▶ [Task brief] What lines below contain the string "hair"? List them all.

Point localization data:

= = = = = = =

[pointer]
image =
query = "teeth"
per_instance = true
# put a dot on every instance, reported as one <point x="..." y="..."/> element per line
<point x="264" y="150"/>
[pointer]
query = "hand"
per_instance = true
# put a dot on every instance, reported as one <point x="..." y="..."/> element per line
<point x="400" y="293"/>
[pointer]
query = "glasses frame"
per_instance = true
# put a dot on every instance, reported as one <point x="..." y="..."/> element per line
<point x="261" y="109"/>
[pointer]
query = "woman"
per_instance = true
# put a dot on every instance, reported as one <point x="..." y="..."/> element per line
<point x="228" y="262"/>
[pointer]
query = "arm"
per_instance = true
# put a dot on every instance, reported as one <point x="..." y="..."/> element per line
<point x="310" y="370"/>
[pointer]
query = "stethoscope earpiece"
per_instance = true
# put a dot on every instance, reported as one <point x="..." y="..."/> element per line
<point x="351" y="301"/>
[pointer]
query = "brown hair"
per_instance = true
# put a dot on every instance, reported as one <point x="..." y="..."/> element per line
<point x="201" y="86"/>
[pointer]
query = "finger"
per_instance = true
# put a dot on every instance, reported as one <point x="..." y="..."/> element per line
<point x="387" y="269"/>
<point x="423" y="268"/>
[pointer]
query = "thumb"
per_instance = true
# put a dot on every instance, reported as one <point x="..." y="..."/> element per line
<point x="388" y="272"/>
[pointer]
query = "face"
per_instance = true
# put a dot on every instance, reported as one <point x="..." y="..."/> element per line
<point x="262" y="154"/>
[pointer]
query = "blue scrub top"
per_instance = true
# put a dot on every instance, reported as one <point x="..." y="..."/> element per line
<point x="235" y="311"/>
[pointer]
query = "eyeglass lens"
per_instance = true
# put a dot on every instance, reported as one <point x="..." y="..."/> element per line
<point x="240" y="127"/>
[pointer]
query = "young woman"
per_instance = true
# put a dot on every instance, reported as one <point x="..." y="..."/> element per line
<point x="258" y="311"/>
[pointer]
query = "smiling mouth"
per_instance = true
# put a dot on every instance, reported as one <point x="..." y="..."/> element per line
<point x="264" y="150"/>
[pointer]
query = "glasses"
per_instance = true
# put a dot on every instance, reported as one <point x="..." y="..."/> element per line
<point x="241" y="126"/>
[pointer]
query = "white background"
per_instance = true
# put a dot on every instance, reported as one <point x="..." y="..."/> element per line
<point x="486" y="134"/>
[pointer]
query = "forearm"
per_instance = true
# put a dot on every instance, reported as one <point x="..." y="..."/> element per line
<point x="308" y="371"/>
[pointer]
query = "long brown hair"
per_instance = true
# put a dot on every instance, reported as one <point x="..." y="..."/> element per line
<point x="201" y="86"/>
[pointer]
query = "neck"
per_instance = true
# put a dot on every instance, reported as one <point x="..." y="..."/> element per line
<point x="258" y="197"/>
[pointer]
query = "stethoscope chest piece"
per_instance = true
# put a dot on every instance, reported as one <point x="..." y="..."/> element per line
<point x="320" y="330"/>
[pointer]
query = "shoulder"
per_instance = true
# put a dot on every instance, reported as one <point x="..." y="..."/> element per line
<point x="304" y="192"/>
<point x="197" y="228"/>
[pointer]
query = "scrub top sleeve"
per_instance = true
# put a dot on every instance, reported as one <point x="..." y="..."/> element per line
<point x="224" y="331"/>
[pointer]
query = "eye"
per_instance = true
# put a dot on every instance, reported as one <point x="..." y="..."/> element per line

= = = = = = =

▶ [Expected output]
query = "brown hair"
query = "long brown hair"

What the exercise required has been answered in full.